Task
Lay out the lines below as a Markdown table with two columns, "No." and "Text", giving each line a row number and omitting any blank lines.

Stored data
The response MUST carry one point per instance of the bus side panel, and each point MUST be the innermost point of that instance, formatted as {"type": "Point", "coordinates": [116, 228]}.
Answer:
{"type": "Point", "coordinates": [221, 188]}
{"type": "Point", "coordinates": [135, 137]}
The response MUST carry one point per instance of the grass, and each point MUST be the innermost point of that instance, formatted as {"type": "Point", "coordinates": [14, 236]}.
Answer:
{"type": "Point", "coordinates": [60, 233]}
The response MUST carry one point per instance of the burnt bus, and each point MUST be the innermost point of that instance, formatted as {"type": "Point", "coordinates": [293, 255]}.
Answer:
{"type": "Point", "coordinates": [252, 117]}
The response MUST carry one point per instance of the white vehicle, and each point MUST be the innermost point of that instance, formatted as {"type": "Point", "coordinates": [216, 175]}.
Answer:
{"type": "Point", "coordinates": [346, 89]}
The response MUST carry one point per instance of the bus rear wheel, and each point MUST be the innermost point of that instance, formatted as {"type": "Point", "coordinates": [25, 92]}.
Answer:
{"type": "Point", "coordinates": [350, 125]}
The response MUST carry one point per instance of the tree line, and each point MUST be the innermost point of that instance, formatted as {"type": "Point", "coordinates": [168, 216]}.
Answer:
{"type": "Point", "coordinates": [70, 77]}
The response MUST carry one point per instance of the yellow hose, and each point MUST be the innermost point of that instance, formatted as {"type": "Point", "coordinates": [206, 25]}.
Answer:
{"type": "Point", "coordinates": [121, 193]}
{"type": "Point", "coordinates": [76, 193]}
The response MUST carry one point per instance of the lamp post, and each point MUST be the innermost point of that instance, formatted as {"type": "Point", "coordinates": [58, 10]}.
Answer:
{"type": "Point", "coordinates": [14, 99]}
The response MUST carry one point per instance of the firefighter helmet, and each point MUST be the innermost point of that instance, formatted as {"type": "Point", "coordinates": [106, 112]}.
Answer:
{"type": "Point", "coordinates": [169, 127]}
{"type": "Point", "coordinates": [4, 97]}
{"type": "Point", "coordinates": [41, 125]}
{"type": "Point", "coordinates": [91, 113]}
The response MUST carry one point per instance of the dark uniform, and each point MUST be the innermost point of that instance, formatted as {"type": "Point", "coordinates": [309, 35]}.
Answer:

Worked solution
| No. | Text |
|---|---|
| 1 | The response MUST carry one point per instance of the bus side panel, and each point MUST be the innermost point of that instance, formatted as {"type": "Point", "coordinates": [116, 228]}. |
| 2 | Answer: |
| 3 | {"type": "Point", "coordinates": [221, 188]} |
| 4 | {"type": "Point", "coordinates": [135, 137]} |
| 5 | The response MUST carry one point per instance of the grass, and each point MUST be the innermost point of that instance, formatted as {"type": "Point", "coordinates": [14, 236]}. |
| 6 | Answer: |
| 7 | {"type": "Point", "coordinates": [60, 233]} |
| 8 | The response MUST carry one point per instance of the burnt bus, and each point MUST be the innermost point of that instance, formatted as {"type": "Point", "coordinates": [293, 255]}. |
| 9 | Answer: |
| 10 | {"type": "Point", "coordinates": [252, 117]} |
| 11 | The response MUST carry one point per instance of the white vehicle, and each point MUST be the innermost point of that instance, formatted as {"type": "Point", "coordinates": [216, 175]}. |
| 12 | Answer: |
| 13 | {"type": "Point", "coordinates": [346, 89]} |
| 14 | The response MUST carry one point per instance of the bus rear wheel, and each point MUST be the innermost point of that instance, formatted as {"type": "Point", "coordinates": [25, 92]}. |
| 15 | Answer: |
| 16 | {"type": "Point", "coordinates": [350, 125]} |
| 17 | The response MUST carry one point per instance of the tree line, and each point MUST be the innermost point of that instance, formatted as {"type": "Point", "coordinates": [168, 216]}. |
| 18 | Answer: |
| 19 | {"type": "Point", "coordinates": [70, 77]} |
| 20 | The response MUST carry one point per instance of the yellow hose, and each point MUST be the innermost point of that instance, formatted as {"type": "Point", "coordinates": [206, 25]}. |
| 21 | Answer: |
| 22 | {"type": "Point", "coordinates": [121, 193]} |
| 23 | {"type": "Point", "coordinates": [76, 193]} |
| 24 | The response MUST carry one point per instance of the lamp post, and each point MUST be the innermost point of that instance, formatted as {"type": "Point", "coordinates": [58, 10]}. |
| 25 | Answer: |
| 26 | {"type": "Point", "coordinates": [14, 99]} |
| 27 | The response MUST carry one point per instance of the firefighter helmet, and each point MUST be the innermost point of that instance, formatted as {"type": "Point", "coordinates": [106, 112]}. |
| 28 | Answer: |
| 29 | {"type": "Point", "coordinates": [169, 127]} |
| 30 | {"type": "Point", "coordinates": [4, 97]} |
| 31 | {"type": "Point", "coordinates": [41, 125]} |
| 32 | {"type": "Point", "coordinates": [91, 113]} |
| 33 | The response MUST carry one point per instance of the dark uniform, and each point MUST be the innermost point of that instance, formatted as {"type": "Point", "coordinates": [309, 35]}. |
| 34 | Answer: |